Start of Extract

The time to choose is constant and my improved choice allows the spirits I allowed to craft my poor wardrobe to carry it off, along with themselves, into the void of darkness. This creates a buoyancy and I begin to draw in light. In this light spirits of a different nature are found and I find that the clothes I chose are not needed. I have nothing to hide or cover up. There is nothing to be protected from. To be in this community, to find myself this way, I am only asked to choose. When I choose the clothes for which I have no need the choice creates a place. A place such a wardrobe is needed for. When I choose to let that go I find myself in the place I am created for and a part of the community known to all who travel there.

Michael, The Mystic Tourist ©2012

Who How or Both. The Ego

The invention that is my self. My birth, its place and time, the community of my genes and the context of my human environment, give how I am a default footprint. I am free to fashion that as I will. I create the environment for my self that restrains truth or lets truth reign. It is my ego that is this deciding force, that presents the example and expresses my choice. Truth has a community. It is absolute, it can suffer no harm and nothing exists without it. Where truth reigns what is absolute is known by who is. The ego can choose to allow this person, the who of how, to forge the ego into its useful tool. To be who I am. When how I am is who I am, I am who am. This is the quest, the prize, the secret of mysticism. To choose to be who am and surrender the temporal person providing my soul a human throne. A temporal place to be who am.

Michael, The Mystic Tourist ©2012

Self Control

Isolating control, identifying my creator, the person who made me how I am. Shrouded by emotion, determination, accusation, and accumulation there is a collector. There is the architect of self who manufactures a person. Behaviors, attitudes, disposition and personality are all discretionary. I create the person the world knows me to be. There is a who of me and I can be this person, choosing instead to form my person to resemble my soul. My existence, independent of the unnecessary characteristics created as I pretended not to have a soul. Something more durable than flesh. For the soul to live, as flesh, I must accept it as my self. My soul can disassemble, who I am not, revealing who I am and how it is intended for me to be. All of the secrets of existence are known by the soul and the soul longs to share them, first with me, and then with the world.

Michael, The Mystic Tourist ©2012

Unmasking Michael

My return to the scene of the crime should not take very long. I am the crime scene as well as the perp. My effort to disfigure, disguise and deny myself seems intended to keep me from myself. As I work to uncover the child who I once knew myself to be, my body double works beside me recommitting the crime. Who is this masked man, this imitation me? He is my ego. My ego wants to be my protector by insulating me and making sure that I am not seen. It seems the only path to Michael, the child within me, that I am intended to be, is reconciliation. I must make amends with my ego. He is not some stranger, he is entirely the product of my child self. It is this person I must nurture and make well if I am to reveal my true self, unmasked. This ego is my creation and only by creating the ego, I want to be, will the promise of my life be realized. I remember my child, he was magical and he used the magic to create a mask and hide.

End of Extract

Answer these questions about the reflections on the self above.
(a) In the opening passage, what does the writer find is not needed once spirits of a different nature are found in the light?
(b) In "Self Control," what name is given to the one who manufactures a person?
(c) In "Unmasking Michael," who is identified as the masked man?

Start of Supplied records

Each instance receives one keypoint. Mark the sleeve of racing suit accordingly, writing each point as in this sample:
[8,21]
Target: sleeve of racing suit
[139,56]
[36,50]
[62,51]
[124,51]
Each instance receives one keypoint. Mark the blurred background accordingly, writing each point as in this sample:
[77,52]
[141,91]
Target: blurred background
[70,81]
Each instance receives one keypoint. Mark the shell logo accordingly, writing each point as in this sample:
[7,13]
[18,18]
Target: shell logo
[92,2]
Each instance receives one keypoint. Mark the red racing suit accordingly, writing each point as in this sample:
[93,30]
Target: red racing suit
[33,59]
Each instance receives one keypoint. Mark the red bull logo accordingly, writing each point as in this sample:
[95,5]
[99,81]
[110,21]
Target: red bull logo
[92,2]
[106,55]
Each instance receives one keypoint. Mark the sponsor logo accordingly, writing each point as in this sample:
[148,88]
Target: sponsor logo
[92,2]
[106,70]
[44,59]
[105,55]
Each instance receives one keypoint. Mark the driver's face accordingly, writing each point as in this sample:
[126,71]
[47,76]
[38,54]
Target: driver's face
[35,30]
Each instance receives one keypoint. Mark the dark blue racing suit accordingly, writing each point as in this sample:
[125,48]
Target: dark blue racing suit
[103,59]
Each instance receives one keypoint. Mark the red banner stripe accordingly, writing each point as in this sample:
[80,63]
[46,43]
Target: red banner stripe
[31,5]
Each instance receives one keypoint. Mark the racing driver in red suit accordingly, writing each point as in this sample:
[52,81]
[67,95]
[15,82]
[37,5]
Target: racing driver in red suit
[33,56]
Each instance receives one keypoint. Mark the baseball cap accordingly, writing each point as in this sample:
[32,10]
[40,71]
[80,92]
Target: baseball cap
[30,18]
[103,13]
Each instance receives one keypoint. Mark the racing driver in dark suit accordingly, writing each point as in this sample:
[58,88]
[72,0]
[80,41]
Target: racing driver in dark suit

End of Supplied records
Start of Supplied records

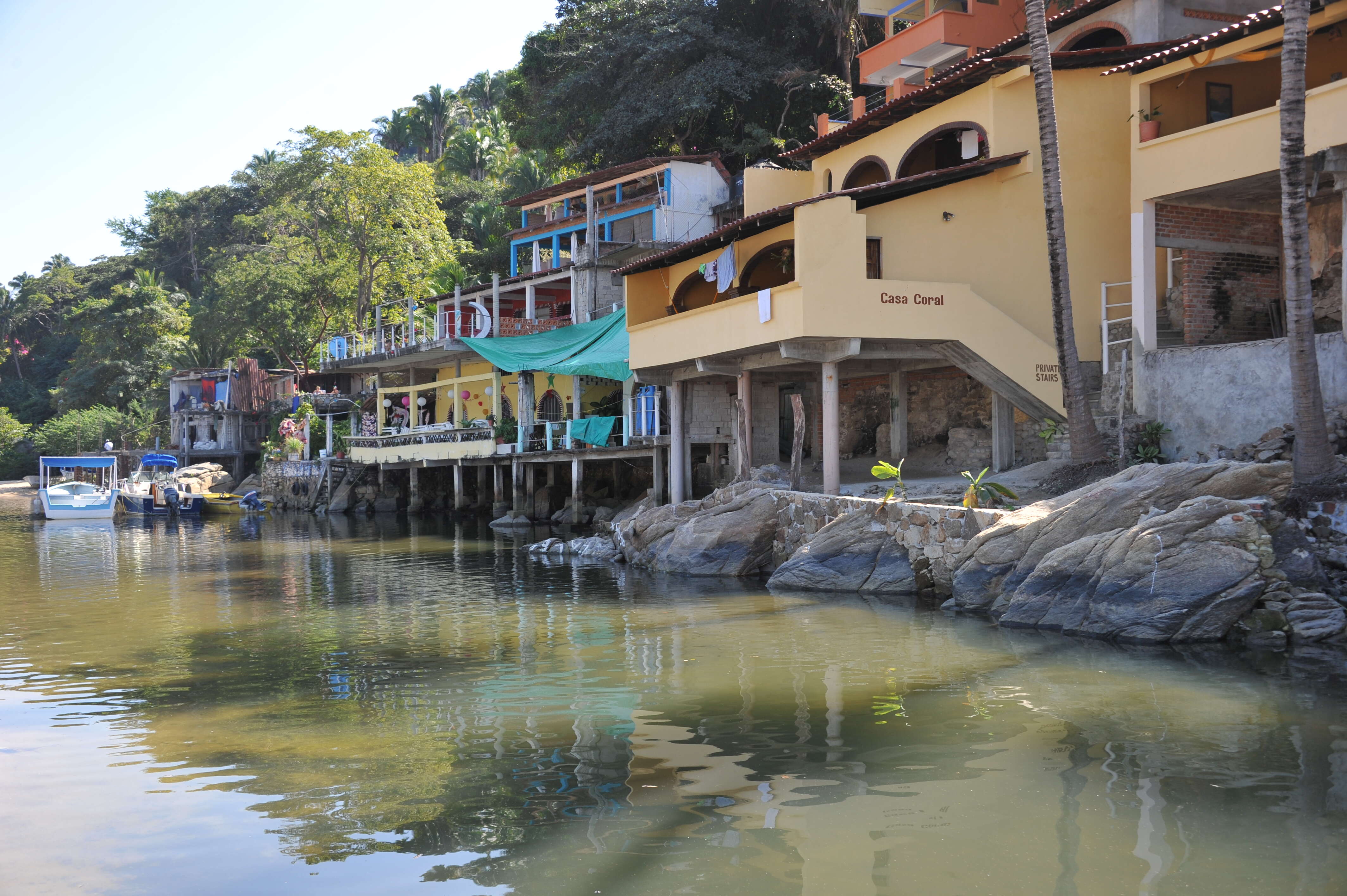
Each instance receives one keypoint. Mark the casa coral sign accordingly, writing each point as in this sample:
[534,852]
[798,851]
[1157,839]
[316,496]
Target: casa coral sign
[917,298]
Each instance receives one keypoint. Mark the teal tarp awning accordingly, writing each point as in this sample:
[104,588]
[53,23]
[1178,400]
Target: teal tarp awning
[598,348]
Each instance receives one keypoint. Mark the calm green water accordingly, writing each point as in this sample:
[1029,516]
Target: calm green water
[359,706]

End of Supplied records

Task response -
(a) The clothes the writer chose.
(b) The architect of self.
(c) The writer's ego.